» **Source text**
But I have to believe that there’s meaning in there somewhere, otherwise I’ve just lost a lot of sleep over nothing. So today I’m going to sort through some of my more coherent (well, legible…) nocturnal literary emissions and see if I can comment in a way that adds depth and relevance to these scribbles. Wish me luck.
SCRIBBLE: “Left warming the bench by my Life Coach.”
COMMENT: I played basketball in junior high school. I was useless. Our coach, Coach Gasparini, is memorable to me for two reasons; 1) He once told me, and this is a verbatim quote, “You’re so weak it’s pathetic.” And 2) his nickname was Coach Grasp-A-Weenie. Imagine Coach Grasp-A-Weenie as a life coach? I’d be riding life’s pine. Or whatever.
SCRIBBLE: “What’s so important about significance?”
COMMENT: Pretty clever play on words and concepts, right? No, of course not. But at 3 a.m. it’s gotta feel like pure genius.
SCRIBBLE: “Why does a psychic need an answering machine?”
COMMENT: I once went to a psychic who, upon learning that I wrote for a newspaper, refused to do a reading with me, because she thought that I was just there to mock her. For once in my life this wasn’t the case ” I really had come seeking psychic advice. Seems like she would have known that, right? I mean, being a psychic and all. I remember leaving her a message afterward. I said, “Hi, I just called to tell you …” and then I pictured the rest of the message in my mind and remained silent until the tape ran out.
SCRIBBLE: “You really only need to know as many words as your friends.”
COMMENT: Even in the midst of a REM cycle I’m apparently still looking for ways to get out of improving my vocabulary.
SCRIBBLE: “Burning the camel at both ends.”

[Image box annotation records]
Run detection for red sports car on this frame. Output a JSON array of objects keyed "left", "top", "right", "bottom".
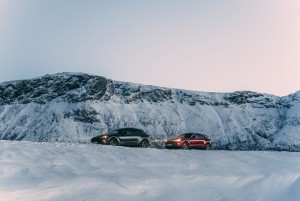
[{"left": 165, "top": 133, "right": 212, "bottom": 150}]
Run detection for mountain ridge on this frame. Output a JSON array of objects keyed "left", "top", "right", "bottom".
[{"left": 0, "top": 73, "right": 300, "bottom": 151}]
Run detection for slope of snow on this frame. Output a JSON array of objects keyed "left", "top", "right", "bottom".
[
  {"left": 0, "top": 73, "right": 300, "bottom": 151},
  {"left": 0, "top": 141, "right": 300, "bottom": 201}
]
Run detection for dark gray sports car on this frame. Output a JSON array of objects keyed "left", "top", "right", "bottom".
[{"left": 91, "top": 128, "right": 150, "bottom": 148}]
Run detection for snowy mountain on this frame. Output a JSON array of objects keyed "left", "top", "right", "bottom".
[{"left": 0, "top": 73, "right": 300, "bottom": 151}]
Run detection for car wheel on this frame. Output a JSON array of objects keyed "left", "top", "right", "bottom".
[
  {"left": 205, "top": 143, "right": 212, "bottom": 150},
  {"left": 141, "top": 140, "right": 150, "bottom": 148},
  {"left": 182, "top": 142, "right": 190, "bottom": 149},
  {"left": 108, "top": 138, "right": 118, "bottom": 146}
]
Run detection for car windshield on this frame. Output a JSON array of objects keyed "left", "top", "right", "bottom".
[
  {"left": 176, "top": 133, "right": 192, "bottom": 138},
  {"left": 109, "top": 129, "right": 120, "bottom": 134}
]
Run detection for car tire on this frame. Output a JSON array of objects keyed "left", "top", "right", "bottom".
[
  {"left": 182, "top": 142, "right": 190, "bottom": 149},
  {"left": 141, "top": 140, "right": 150, "bottom": 148},
  {"left": 108, "top": 138, "right": 119, "bottom": 146},
  {"left": 205, "top": 143, "right": 212, "bottom": 150}
]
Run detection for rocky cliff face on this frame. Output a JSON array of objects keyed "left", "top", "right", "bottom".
[{"left": 0, "top": 73, "right": 300, "bottom": 151}]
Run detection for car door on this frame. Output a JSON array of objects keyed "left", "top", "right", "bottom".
[
  {"left": 192, "top": 133, "right": 204, "bottom": 147},
  {"left": 119, "top": 129, "right": 138, "bottom": 145},
  {"left": 189, "top": 134, "right": 198, "bottom": 147}
]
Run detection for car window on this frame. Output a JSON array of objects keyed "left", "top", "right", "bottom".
[
  {"left": 127, "top": 129, "right": 143, "bottom": 135},
  {"left": 176, "top": 133, "right": 192, "bottom": 138},
  {"left": 110, "top": 129, "right": 124, "bottom": 135}
]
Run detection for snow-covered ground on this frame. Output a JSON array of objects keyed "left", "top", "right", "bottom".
[{"left": 0, "top": 141, "right": 300, "bottom": 201}]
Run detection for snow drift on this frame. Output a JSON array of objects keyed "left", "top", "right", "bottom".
[
  {"left": 0, "top": 73, "right": 300, "bottom": 151},
  {"left": 0, "top": 141, "right": 300, "bottom": 201}
]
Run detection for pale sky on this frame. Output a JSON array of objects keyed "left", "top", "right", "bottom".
[{"left": 0, "top": 0, "right": 300, "bottom": 96}]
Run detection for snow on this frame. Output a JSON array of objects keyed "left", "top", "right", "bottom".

» **What needs to be done**
Carry on the essay about late-night scribbles from the point where it stops. These lines have no connection to the essay about late-night scribbles.

» **Written answer**
EXPLANATION: Apparently I was going through some camel phase, as a few days later I rolled over and scrawled, “Palindrom-adary ” camel that reads the same way forward and backward.”
SCRIBBLE: “Why don’t writers have cheerleaders: 2-4-6-8, watch him as he conjugates!”
COMMENT: I love waking up to hand-written, barely legible reminders of my low self-esteem. Yes, clearly I need cheerleaders. That’ll make everything better.
SCRIBBLE: “MAKE NOW GOOD.”
COMMENT: I think I secretly want to write a self-help book, but all the best titles have been taken ” “Be Here Now,” “The Power of Now,” “Now is the Time,” “Don’t Be Lame Anymore,” etc. … so I guess this is either an attempt at coming up with a catchy, trendy title, or I was too lazy to write out the whole note-to-self sentence: “You’d better MAKE a buttload of money NOW if you know what’s GOOD for you.”
SCRIBBLE: “Harsh cold reality aerosol spray,” “Scream bloody media,” “Remember, there’s no ‘I’ in illiteracy,” “I grew up there, but I’ve never ‘been’ there.”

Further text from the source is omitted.